Extrait retenu.
⟨

Portrait

Entrepreneur du BTP dans la franchise

Adil Kadiri Yamani, franchisé Adolfo Dominguez

Ce quarantenaire dans la force de l’âge, a déjà un CV d’entrepreneur bien rempli. Comme la clé du succès est dans la diversification, il a ouvert deux franchises à Rabat, et compte parmi les entreprises de travaux publics de référence sur la place.
Par Noréddine El Abbassi

Parfois, pas toujours, on peut deviner ce que l’on sera, dès le plus jeune âge. Adil Kadiri Yamani a été de ces enfants espiègles et débrouillards qui, néanmoins dès l’enfance, semblaient destinés à se tailler une place de choix dans le monde des affaires. Son parcours aura certes,  été fait de hasard, mais qu’il a su tourner à son avantage.
Adil Kadiri Yamani est né en 1971 dans la petite ville côtière du pays, Larache. Ses parents exercent tous les deux dans la fonction publique. La famille compte six enfants, dont Adil est le troisième. Les plus âgés parmi nous, ont encore en mémoire, cette cité qui avait gardé l’empreinte  espagnole, dans ce qu’elle a de plus typique. Larache attire à l’époque nombre d’artistes, venus chercher la quiétude et la sérénité, propices à l’éclosion et au développement de leurs talents ou ce qu’ils pensent être leur destin artistique. C’est qu’à cette période et durant une décennie, une activité culturelle intense est très présente dans la cité. La “Semaine de Larache” est un évènement durant lequel la ville prend des airs de Carnaval Vénitien, avec la musique qui prend possession des rues, des déguisements que les jeunes et moins jeunes rivalisent à varier et bien d’autres  activités culturelles, plus traditionnelles. On situe la fin d’une telle période à l’année 1979, qui marquera la fin des festivals, et un tournant qui s’étendrait à tout le Royaume.

⟩

Données extraites.

⟨

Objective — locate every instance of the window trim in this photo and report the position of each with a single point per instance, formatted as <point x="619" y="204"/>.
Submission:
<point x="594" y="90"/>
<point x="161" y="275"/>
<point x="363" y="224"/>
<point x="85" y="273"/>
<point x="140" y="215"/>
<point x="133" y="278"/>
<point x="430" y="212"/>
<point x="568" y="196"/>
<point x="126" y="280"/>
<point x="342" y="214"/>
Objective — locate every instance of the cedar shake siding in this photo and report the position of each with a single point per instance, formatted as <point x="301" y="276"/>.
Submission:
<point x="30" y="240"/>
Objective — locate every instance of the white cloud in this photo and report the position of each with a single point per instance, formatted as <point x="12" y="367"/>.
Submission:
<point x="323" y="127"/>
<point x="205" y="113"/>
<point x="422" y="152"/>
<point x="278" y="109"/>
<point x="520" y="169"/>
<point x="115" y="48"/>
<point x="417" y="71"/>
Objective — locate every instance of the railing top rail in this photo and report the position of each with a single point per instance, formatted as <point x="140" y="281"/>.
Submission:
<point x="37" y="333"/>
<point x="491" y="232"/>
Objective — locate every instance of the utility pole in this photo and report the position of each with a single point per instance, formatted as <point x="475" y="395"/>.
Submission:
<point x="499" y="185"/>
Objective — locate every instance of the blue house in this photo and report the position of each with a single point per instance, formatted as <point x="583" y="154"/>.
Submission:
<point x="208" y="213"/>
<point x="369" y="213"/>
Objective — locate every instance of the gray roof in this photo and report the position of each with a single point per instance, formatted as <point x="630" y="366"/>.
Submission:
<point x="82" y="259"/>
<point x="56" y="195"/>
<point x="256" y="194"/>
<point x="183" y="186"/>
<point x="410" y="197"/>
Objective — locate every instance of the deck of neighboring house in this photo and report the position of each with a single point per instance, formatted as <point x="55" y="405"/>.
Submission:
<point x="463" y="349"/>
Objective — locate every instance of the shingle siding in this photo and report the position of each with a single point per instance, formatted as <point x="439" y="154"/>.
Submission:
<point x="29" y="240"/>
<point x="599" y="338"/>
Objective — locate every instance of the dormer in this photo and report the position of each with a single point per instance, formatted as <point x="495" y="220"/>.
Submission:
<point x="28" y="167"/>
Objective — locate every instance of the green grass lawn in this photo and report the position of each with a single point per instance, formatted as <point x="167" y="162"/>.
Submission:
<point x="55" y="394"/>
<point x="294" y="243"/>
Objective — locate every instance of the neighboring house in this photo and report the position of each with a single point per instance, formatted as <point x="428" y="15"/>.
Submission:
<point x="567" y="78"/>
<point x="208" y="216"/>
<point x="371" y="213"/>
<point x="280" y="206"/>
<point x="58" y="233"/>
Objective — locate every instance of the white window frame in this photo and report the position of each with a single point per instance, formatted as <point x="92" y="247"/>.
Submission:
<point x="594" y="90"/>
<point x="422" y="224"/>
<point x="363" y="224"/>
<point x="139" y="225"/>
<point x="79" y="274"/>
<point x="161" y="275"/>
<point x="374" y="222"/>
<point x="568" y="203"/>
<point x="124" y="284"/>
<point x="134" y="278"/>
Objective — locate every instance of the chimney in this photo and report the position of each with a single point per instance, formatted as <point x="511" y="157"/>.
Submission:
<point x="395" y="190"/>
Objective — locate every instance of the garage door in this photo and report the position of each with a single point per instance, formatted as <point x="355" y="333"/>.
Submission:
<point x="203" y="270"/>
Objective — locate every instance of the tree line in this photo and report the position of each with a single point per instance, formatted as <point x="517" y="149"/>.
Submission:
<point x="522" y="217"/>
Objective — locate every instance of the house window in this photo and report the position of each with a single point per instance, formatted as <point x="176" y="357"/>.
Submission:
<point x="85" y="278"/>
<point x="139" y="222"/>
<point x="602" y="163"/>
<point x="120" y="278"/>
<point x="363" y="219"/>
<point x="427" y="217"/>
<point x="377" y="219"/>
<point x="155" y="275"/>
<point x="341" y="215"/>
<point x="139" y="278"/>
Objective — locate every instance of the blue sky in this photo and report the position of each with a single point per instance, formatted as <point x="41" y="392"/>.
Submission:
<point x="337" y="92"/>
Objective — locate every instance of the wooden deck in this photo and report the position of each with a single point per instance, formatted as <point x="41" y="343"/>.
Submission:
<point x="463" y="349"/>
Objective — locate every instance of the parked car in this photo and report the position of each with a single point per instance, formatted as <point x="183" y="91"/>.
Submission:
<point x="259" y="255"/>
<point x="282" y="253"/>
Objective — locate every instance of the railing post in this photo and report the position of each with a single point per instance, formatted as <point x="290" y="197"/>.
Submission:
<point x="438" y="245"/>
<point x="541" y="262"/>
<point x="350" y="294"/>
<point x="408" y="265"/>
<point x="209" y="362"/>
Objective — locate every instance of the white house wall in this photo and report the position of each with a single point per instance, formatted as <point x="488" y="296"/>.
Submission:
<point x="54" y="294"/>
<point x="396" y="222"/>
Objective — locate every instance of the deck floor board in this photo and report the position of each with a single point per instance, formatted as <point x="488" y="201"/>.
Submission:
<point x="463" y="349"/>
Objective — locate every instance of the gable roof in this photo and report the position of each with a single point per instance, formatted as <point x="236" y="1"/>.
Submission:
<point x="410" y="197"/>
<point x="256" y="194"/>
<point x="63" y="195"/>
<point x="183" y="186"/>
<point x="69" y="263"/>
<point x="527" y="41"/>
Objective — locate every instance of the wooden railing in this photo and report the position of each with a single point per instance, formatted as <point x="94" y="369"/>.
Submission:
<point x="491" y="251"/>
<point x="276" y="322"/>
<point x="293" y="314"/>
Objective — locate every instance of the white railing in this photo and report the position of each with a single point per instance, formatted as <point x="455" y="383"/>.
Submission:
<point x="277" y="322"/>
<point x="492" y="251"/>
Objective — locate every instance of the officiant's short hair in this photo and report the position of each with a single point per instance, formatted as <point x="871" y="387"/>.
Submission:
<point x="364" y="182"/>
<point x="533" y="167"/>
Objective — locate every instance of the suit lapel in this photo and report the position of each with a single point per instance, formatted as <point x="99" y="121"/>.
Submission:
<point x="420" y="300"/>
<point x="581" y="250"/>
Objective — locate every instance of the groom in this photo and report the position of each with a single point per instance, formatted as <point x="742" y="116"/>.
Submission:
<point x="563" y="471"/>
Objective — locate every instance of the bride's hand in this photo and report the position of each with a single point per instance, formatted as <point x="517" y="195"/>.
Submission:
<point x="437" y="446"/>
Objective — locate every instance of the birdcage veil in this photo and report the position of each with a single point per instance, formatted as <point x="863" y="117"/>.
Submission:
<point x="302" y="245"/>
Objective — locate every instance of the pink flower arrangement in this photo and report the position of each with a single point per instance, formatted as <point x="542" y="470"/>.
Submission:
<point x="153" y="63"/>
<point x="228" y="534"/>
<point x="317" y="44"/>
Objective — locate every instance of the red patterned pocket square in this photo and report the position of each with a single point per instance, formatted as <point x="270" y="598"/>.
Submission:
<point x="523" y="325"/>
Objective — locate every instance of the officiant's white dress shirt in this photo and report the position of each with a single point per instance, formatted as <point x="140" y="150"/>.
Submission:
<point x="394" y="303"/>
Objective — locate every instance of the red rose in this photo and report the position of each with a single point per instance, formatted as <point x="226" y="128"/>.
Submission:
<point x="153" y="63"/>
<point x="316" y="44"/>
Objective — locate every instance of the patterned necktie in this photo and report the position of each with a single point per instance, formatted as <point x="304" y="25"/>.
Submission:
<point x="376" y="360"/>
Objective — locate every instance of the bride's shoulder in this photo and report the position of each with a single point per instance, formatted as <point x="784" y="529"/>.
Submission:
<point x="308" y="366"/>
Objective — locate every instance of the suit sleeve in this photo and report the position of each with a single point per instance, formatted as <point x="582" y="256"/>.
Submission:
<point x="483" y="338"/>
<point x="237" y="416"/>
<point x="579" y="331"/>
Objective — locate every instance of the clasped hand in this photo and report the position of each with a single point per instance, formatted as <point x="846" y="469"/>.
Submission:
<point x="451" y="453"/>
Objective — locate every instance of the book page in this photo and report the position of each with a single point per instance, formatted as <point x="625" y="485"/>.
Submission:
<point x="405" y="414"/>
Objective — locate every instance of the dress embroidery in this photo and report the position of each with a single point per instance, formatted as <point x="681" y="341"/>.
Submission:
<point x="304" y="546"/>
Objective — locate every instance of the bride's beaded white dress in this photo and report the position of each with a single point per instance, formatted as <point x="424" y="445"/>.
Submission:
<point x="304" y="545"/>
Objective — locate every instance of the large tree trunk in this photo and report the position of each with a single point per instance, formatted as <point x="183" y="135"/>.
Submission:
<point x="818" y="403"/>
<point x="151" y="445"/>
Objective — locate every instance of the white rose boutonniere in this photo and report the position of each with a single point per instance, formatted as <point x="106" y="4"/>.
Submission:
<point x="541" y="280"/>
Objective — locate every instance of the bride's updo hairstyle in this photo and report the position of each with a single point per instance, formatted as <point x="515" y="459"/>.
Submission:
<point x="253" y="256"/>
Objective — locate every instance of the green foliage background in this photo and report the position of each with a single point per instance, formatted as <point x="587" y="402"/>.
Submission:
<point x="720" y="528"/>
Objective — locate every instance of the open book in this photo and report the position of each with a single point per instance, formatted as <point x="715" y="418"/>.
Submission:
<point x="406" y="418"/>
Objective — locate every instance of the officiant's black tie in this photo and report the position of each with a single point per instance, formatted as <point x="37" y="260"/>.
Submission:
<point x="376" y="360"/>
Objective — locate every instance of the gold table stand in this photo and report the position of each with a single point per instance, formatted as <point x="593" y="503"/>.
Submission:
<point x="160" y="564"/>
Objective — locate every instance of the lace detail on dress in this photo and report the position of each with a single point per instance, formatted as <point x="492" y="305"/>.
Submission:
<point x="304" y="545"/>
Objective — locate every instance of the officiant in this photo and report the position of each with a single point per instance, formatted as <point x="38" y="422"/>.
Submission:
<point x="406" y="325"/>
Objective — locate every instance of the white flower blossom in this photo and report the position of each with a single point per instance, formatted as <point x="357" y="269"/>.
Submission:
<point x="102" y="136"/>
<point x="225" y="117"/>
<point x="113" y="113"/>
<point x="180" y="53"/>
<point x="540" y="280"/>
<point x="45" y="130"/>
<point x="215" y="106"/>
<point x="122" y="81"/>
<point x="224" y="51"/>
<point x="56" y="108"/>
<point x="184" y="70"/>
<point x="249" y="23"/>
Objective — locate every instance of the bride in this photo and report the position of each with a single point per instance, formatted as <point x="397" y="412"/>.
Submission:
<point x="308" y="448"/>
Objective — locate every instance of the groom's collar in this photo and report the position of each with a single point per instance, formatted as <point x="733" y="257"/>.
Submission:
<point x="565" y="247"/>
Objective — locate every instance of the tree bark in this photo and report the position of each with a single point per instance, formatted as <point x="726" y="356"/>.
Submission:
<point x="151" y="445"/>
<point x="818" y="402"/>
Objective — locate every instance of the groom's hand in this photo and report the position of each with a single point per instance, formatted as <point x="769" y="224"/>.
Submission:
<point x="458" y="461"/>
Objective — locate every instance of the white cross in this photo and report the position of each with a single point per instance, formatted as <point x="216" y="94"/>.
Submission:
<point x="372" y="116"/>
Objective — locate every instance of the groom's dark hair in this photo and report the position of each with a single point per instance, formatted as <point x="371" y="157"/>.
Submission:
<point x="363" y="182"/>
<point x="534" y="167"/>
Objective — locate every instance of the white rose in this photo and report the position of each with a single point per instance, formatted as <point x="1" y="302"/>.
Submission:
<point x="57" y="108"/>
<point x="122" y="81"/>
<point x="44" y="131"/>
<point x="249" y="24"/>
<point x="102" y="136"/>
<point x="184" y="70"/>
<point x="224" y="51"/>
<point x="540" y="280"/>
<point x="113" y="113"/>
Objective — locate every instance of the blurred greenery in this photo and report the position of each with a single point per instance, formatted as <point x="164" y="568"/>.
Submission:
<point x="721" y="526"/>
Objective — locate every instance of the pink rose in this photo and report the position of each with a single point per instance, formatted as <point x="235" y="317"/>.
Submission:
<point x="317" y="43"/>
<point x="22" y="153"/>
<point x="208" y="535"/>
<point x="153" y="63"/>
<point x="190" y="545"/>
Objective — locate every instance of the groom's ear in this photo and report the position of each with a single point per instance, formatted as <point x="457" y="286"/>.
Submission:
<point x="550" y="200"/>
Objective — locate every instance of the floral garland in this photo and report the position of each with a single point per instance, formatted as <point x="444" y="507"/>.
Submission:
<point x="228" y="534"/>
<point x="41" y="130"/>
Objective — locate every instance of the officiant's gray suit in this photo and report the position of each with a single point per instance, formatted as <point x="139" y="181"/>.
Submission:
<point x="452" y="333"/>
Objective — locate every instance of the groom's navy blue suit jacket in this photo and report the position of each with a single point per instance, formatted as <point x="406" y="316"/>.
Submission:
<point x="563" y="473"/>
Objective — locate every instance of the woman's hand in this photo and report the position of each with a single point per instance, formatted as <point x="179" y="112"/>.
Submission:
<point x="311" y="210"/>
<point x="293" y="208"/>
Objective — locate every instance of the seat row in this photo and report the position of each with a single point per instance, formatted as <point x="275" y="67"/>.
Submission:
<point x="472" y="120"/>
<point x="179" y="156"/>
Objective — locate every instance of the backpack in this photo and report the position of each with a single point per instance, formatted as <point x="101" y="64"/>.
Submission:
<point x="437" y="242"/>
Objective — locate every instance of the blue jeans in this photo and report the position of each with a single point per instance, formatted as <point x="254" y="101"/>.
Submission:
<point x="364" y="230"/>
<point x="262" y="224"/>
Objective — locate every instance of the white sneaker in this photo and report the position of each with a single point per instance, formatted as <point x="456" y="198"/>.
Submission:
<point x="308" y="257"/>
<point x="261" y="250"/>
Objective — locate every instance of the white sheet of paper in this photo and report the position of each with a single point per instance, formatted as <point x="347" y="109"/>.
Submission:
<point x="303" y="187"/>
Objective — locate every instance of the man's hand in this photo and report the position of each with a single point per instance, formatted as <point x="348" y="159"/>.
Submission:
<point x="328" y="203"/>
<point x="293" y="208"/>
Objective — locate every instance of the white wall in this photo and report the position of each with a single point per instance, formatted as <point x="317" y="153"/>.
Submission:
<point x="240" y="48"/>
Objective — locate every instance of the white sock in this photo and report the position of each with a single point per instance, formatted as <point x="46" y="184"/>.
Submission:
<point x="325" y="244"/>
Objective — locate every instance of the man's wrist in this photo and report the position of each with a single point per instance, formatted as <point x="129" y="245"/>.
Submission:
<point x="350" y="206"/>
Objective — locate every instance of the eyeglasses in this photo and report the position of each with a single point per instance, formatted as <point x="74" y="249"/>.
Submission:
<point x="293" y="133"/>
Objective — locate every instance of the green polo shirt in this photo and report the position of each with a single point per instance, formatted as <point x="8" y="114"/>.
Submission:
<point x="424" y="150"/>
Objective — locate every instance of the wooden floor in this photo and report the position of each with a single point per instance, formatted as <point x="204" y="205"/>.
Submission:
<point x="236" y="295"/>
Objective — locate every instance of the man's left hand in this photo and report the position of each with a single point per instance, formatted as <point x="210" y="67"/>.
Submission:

⟩

Consigne A. Recopiez le passage du portrait, en commençant par « Entrepreneur du BTP » et en poursuivant jusqu'à « sur la place. ».
Consigne B. Résumez le portrait en deux phrases.
Les enregistrements n'interviennent pas dans ce travail.

Résultat final A.
Entrepreneur du BTP dans la franchise

Adil Kadiri Yamani, franchisé Adolfo Dominguez

Ce quarantenaire dans la force de l’âge, a déjà un CV d’entrepreneur bien rempli. Comme la clé du succès est dans la diversification, il a ouvert deux franchises à Rabat, et compte parmi les entreprises de travaux publics de référence sur la place.

Résultat final B. Adil Kadiri Yamani, quarantenaire franchisé Adolfo Dominguez, a ouvert deux franchises à Rabat et dirige une entreprise de travaux publics de référence sur la place. Né en 1971 à Larache, troisième des six enfants d'un couple de fonctionnaires, il a grandi dans une ville d'empreinte espagnole animée par une intense vie culturelle, dont la « Semaine de Larache », jusqu'à la fin des festivals en 1979.